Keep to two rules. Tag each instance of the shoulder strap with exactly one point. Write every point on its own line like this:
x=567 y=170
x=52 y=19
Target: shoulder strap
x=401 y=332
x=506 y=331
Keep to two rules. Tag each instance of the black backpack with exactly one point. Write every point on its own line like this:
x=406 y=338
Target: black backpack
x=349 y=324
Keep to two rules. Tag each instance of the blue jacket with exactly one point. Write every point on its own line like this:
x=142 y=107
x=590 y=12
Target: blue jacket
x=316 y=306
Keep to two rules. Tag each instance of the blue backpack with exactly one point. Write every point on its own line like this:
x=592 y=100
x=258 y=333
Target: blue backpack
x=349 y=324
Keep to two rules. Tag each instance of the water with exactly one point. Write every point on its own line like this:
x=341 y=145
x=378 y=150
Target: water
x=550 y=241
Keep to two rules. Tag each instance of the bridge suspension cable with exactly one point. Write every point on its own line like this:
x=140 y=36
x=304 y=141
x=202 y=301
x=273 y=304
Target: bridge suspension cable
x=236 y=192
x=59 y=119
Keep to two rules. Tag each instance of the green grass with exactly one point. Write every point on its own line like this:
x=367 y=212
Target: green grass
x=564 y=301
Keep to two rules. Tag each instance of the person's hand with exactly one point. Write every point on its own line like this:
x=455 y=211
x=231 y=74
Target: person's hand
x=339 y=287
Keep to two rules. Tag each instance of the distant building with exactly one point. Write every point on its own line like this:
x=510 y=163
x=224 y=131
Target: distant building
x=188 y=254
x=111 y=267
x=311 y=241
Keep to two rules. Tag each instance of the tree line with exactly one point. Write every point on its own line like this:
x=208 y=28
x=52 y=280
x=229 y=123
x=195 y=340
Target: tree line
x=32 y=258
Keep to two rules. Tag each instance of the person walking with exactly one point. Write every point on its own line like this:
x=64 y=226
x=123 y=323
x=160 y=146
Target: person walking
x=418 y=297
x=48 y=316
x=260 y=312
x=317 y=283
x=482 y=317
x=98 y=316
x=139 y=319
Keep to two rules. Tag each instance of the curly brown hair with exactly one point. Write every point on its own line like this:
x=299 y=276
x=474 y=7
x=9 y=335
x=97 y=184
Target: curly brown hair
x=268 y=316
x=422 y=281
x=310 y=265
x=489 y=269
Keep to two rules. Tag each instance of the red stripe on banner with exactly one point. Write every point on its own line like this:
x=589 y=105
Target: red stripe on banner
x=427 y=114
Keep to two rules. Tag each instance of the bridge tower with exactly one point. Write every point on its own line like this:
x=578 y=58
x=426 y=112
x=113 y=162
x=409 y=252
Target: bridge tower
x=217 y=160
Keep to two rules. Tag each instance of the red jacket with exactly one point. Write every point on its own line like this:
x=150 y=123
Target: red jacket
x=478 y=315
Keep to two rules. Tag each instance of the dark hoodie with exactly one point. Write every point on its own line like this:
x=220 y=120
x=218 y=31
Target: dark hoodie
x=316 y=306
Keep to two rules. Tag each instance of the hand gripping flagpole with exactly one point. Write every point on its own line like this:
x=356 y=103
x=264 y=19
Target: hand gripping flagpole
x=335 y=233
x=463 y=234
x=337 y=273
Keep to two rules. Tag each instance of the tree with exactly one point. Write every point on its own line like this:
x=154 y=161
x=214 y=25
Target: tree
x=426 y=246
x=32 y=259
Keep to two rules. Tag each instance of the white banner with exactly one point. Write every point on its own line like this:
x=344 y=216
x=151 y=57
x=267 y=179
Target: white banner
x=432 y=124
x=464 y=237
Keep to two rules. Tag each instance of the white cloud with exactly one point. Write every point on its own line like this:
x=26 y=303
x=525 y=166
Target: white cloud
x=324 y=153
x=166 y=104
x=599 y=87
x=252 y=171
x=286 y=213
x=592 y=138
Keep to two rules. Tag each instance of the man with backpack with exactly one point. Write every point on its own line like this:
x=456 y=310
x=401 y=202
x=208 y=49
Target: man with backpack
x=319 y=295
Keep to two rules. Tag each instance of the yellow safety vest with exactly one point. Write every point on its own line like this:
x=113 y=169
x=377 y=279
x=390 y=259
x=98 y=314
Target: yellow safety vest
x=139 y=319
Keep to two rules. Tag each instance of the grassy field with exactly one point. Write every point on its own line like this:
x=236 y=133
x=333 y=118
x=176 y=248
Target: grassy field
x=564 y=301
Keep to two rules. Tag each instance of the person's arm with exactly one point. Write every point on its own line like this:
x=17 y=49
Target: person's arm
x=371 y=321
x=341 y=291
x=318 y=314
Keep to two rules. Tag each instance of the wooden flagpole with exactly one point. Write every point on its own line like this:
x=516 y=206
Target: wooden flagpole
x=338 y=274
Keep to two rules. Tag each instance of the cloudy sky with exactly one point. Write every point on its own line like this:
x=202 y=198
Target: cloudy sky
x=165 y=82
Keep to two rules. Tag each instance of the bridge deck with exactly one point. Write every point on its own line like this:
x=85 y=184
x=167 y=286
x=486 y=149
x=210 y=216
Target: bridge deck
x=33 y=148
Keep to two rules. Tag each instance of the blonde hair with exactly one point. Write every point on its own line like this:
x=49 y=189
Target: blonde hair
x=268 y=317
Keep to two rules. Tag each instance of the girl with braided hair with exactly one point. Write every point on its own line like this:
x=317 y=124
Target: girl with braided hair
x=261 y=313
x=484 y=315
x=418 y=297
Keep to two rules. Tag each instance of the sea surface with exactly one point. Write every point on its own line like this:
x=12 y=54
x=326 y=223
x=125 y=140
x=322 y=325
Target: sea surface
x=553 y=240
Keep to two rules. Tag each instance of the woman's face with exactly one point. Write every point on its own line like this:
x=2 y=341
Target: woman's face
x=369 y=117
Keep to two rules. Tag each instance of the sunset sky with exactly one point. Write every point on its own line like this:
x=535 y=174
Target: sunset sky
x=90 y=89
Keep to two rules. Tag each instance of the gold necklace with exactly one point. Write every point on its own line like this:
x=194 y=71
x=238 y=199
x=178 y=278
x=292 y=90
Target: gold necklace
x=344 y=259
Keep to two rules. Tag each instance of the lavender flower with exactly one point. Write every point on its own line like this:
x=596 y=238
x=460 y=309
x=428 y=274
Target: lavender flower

- **Written exercise**:
Extract each line of the material exactly as it stands.

- **Solution to the exercise**:
Keep to two rules. Tag each instance of the shoulder strap with exactly one point. Write every point on its own line like this:
x=567 y=170
x=52 y=19
Target: shoulder strap
x=401 y=332
x=506 y=331
Keep to two rules. Tag each instance of the black backpack with exactly one point. Write every point on its own line like this:
x=406 y=338
Target: black backpack
x=349 y=324
Keep to two rules. Tag each instance of the blue jacket with exactly one point. Write every point on its own line like this:
x=142 y=107
x=590 y=12
Target: blue jacket
x=316 y=306
Keep to two rules. Tag each instance of the blue backpack with exactly one point. Write every point on its own line like this:
x=592 y=100
x=258 y=333
Target: blue backpack
x=349 y=324
Keep to two rules. Tag each instance of the water with exactly one point. Write every point on its own line like this:
x=341 y=145
x=378 y=150
Target: water
x=550 y=241
Keep to two rules. Tag each instance of the bridge suspension cable with exactly one point. Write every point on its own line like this:
x=140 y=36
x=304 y=141
x=202 y=301
x=273 y=304
Target: bridge suspension cable
x=236 y=192
x=59 y=119
Keep to two rules. Tag each instance of the green grass with exactly one point. Write every point on its own line like this:
x=367 y=212
Target: green grass
x=564 y=301
Keep to two rules. Tag each instance of the person's hand with exactly one point. Write every point on its own line like this:
x=455 y=211
x=231 y=74
Target: person's hand
x=339 y=287
Keep to two rules. Tag each instance of the distant building with exactly one point. Write every point on its own line like this:
x=510 y=163
x=224 y=131
Target: distant building
x=188 y=254
x=111 y=267
x=311 y=241
Keep to two rules. Tag each instance of the tree line with exactly one point. Write every point on its own line like this:
x=208 y=28
x=52 y=280
x=229 y=123
x=195 y=340
Target: tree line
x=32 y=258
Keep to two rules. Tag each instance of the person walking with exactly one point. Write every point on its own line like this:
x=64 y=226
x=123 y=323
x=160 y=146
Target: person walking
x=418 y=297
x=48 y=316
x=260 y=312
x=317 y=283
x=482 y=317
x=98 y=316
x=139 y=319
Keep to two rules. Tag each instance of the curly brown hair with exactly one point. Write every point on its own line like this:
x=299 y=276
x=474 y=7
x=9 y=335
x=97 y=184
Target: curly brown hair
x=268 y=316
x=422 y=281
x=310 y=265
x=489 y=269
Keep to two rules. Tag each instance of the red stripe on banner with exactly one point. Write every point on its own line like this:
x=589 y=105
Target: red stripe on banner
x=427 y=114
Keep to two rules. Tag each instance of the bridge tower with exactly one point. Write every point on its own line like this:
x=578 y=58
x=426 y=112
x=113 y=162
x=409 y=252
Target: bridge tower
x=217 y=160
Keep to two rules. Tag each instance of the red jacket with exactly one point. Write every point on its own line like this:
x=150 y=123
Target: red jacket
x=478 y=315
Keep to two rules. Tag each instance of the dark hoodie with exactly one point. Write every point on its own line like this:
x=220 y=120
x=218 y=31
Target: dark hoodie
x=316 y=306
Keep to two rules. Tag each instance of the hand gripping flagpole with exactly one point. Write every point on its own line like this:
x=356 y=103
x=264 y=19
Target: hand gripping flagpole
x=335 y=233
x=463 y=234
x=337 y=273
Keep to two rules. Tag each instance of the tree with exactly one point. Write every point on its own line like this:
x=154 y=161
x=214 y=25
Target: tree
x=426 y=246
x=32 y=259
Keep to two rules. Tag each instance of the white banner with exactly one point. Write every point on its own line like this:
x=344 y=216
x=151 y=57
x=267 y=179
Target: white banner
x=432 y=124
x=464 y=237
Keep to two rules. Tag each instance of the white cloud with exactly one point. Write every point on its own line like this:
x=26 y=303
x=525 y=166
Target: white cloud
x=324 y=153
x=166 y=104
x=599 y=87
x=252 y=171
x=286 y=213
x=592 y=138
Keep to two rules. Tag each instance of the man with backpack with exactly one point. Write every point on its own line like this:
x=456 y=310
x=401 y=202
x=208 y=49
Target: man with backpack
x=319 y=295
Keep to two rules. Tag each instance of the yellow safety vest with exactly one point. Write every point on its own line like this:
x=113 y=169
x=377 y=279
x=390 y=259
x=98 y=314
Target: yellow safety vest
x=139 y=319
Keep to two rules. Tag each instance of the grassy field with exactly one point. Write every point on its own line like this:
x=236 y=133
x=333 y=118
x=176 y=248
Target: grassy field
x=564 y=301
Keep to two rules. Tag each instance of the person's arm with exactly one point. Write every point on its own line like this:
x=17 y=49
Target: person's arm
x=371 y=321
x=341 y=291
x=318 y=314
Keep to two rules. Tag each instance of the wooden flagpole with exactly one point. Write every point on its own line like this:
x=516 y=206
Target: wooden flagpole
x=338 y=274
Keep to two rules. Tag each instance of the cloudy sky with exactly one point. Write every point on its own line like this:
x=202 y=198
Target: cloudy sky
x=165 y=82
Keep to two rules. Tag each instance of the bridge deck with exactly one point. Write every point on its own line like this:
x=85 y=184
x=167 y=286
x=486 y=149
x=210 y=216
Target: bridge deck
x=33 y=148
Keep to two rules. Tag each instance of the blonde hair with exactly one point. Write every point on its own line like this:
x=49 y=189
Target: blonde hair
x=268 y=317
Keep to two rules. Tag each instance of the girl with braided hair with exactly one point. Write every point on its own line like this:
x=317 y=124
Target: girl with braided hair
x=261 y=313
x=484 y=315
x=418 y=297
Keep to two rules. Tag each instance of the sea surface with exactly one point. Write every point on its own line like this:
x=12 y=54
x=326 y=223
x=125 y=140
x=322 y=325
Target: sea surface
x=553 y=240
Keep to two rules. Tag each instance of the woman's face with exactly one point. Write every point on its own line like this:
x=2 y=341
Target: woman's face
x=369 y=117
Keep to two rules. Tag each instance of the sunset sky with exactly one point. Write every point on its own line like this:
x=535 y=174
Target: sunset sky
x=90 y=89
Keep to two rules. Tag each instance of the gold necklace with exactly one point. Write every point on its own line like this:
x=194 y=71
x=238 y=199
x=178 y=278
x=292 y=90
Target: gold necklace
x=344 y=259
Keep to two rules. Tag each instance of the lavender flower with exactly one point. Write every point on its own line like this:
x=596 y=238
x=460 y=309
x=428 y=274
Target: lavender flower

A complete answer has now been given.